--- Stored data entries ---

------------------------------------------------------------------------

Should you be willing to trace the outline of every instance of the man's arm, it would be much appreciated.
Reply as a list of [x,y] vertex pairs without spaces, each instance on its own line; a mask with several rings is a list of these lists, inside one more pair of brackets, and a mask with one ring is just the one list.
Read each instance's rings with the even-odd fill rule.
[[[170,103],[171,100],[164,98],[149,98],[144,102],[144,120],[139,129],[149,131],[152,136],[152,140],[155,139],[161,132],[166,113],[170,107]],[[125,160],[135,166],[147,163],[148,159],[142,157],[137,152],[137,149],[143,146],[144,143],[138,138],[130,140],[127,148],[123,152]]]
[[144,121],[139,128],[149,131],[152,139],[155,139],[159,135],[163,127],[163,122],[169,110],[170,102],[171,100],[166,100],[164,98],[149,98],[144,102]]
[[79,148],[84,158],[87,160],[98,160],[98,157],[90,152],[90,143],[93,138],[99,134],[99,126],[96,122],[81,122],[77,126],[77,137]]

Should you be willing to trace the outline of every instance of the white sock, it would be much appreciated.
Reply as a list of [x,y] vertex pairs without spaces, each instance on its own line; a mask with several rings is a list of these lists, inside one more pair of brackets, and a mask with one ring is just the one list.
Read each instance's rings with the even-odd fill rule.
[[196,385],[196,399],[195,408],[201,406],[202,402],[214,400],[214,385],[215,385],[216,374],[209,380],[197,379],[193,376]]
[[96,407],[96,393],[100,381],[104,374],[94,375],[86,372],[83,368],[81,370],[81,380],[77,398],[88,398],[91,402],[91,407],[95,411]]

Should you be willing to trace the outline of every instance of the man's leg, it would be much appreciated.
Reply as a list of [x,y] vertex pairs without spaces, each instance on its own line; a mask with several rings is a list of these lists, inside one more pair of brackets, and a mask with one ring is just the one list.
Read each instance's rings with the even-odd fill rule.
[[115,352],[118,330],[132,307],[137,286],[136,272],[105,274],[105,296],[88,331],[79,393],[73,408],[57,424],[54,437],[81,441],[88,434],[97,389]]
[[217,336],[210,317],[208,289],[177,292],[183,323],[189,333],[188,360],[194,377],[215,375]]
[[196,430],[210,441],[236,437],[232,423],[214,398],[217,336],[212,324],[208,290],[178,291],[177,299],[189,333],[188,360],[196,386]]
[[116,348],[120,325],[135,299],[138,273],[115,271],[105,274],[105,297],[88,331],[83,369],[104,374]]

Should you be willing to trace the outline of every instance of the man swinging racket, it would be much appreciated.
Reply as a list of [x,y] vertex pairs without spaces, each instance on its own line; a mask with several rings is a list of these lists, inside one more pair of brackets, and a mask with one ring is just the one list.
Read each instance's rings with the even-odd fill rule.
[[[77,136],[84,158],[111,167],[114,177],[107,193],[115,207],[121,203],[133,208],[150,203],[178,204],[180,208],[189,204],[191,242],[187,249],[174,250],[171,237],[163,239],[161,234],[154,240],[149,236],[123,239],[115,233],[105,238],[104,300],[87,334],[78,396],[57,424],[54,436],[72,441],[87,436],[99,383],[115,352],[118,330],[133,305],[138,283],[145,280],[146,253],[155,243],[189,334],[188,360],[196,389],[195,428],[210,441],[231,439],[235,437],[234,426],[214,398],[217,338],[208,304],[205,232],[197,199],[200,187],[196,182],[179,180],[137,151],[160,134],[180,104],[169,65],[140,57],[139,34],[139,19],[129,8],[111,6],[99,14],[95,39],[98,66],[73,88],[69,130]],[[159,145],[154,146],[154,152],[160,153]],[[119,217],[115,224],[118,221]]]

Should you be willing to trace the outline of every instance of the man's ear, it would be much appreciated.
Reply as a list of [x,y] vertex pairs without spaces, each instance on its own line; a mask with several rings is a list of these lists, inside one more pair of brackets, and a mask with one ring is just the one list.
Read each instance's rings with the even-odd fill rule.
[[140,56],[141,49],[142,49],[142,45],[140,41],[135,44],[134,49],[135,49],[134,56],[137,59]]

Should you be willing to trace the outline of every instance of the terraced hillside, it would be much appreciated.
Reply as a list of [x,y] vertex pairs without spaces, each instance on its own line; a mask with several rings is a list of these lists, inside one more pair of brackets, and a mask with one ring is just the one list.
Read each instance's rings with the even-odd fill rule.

------------------------------------------------------------------------

--- WORK REQUIRED ---
Among the lines above, count those containing the word "trace" and give nothing but the result.

--- RESULT OF THIS TASK ---
6